Retype the tail of the data exactly, starting at the line containing "Test: the pointer" and stopping at the last line.

____________________

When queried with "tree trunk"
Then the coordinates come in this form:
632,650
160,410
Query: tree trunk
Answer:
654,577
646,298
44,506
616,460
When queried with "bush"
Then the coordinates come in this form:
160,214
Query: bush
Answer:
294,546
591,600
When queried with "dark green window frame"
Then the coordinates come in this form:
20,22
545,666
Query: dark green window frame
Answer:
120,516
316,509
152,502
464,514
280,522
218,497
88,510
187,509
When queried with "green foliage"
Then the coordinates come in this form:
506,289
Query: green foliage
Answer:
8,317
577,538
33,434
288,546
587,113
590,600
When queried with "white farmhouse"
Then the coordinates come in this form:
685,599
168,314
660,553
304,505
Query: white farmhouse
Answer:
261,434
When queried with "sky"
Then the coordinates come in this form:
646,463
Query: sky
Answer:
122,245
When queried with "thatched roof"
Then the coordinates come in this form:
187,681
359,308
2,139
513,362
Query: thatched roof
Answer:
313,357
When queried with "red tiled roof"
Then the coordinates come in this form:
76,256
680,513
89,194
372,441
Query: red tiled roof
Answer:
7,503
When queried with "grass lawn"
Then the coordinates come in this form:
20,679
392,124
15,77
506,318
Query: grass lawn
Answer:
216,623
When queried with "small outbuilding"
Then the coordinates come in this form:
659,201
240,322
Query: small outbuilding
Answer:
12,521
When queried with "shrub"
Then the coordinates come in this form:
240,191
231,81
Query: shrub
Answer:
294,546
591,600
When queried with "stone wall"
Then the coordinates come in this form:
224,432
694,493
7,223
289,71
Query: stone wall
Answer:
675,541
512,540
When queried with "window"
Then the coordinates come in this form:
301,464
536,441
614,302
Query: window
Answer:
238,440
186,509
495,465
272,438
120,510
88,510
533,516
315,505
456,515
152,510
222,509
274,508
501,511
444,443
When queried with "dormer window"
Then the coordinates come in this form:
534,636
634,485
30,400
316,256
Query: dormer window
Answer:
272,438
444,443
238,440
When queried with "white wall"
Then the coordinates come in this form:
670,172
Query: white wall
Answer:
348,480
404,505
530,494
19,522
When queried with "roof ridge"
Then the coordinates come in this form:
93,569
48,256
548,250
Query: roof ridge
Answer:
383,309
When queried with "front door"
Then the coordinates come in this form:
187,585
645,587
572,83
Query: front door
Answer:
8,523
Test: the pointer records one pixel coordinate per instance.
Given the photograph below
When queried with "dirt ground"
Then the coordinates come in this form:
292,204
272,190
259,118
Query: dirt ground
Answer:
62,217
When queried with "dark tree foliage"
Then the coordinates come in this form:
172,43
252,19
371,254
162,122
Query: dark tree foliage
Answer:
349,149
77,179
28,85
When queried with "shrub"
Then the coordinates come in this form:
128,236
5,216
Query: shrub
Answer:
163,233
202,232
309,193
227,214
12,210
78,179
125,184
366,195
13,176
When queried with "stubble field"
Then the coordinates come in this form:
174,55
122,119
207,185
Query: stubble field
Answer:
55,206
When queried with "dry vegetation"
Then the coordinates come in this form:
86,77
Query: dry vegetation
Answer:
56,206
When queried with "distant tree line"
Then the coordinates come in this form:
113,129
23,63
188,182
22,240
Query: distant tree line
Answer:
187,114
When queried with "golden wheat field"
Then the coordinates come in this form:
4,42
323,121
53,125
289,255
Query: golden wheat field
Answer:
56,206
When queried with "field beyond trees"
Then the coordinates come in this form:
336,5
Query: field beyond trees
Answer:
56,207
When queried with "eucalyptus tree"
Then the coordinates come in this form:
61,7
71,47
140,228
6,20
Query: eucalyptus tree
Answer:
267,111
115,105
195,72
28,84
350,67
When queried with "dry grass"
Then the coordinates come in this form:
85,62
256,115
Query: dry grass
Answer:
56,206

____________________

# [Result of the task]
Test: the pointer records one pixel coordinate per instance.
Given the photograph below
When queried with "dirt ground"
Then the coordinates come in this form:
292,204
272,190
259,118
Query: dirt ground
Answer:
62,217
When queried with "dark tree foliage"
Then the coordinates come in this form:
172,43
252,19
371,254
162,122
Query: dark tree foliage
Answer:
349,149
77,179
28,85
When queried with "shrub"
Then the coordinates come in this form:
128,236
5,216
Query: shrub
Answer:
163,233
202,232
309,193
227,214
12,210
78,179
125,184
366,195
13,176
When queried with "stubble field"
Then the coordinates come in this form:
174,55
122,119
207,185
Query: stubble field
Answer:
55,206
When queried with "dry vegetation"
Then the coordinates come in this form:
86,77
Query: dry vegetation
Answer:
56,206
When queried with "distant tree line"
Then the coordinates come in this form:
113,129
23,63
188,182
22,240
Query: distant tree line
Answer:
187,114
When queried with "golden wheat field"
Then the coordinates come in this form:
4,42
323,121
53,125
289,255
Query: golden wheat field
Answer:
56,206
When queried with "field beyond trees"
Then the coordinates come in this form:
336,5
Query: field beyond trees
Answer:
56,207
When queried with "eucalyptus tree"
Then the coordinates come in this form:
61,7
71,47
140,228
6,20
Query: eucalyptus tree
Answer:
267,111
115,105
195,72
28,84
350,67
When queried with "dry grass"
Then the coordinates come in this form:
85,62
256,115
Query: dry grass
Answer:
56,206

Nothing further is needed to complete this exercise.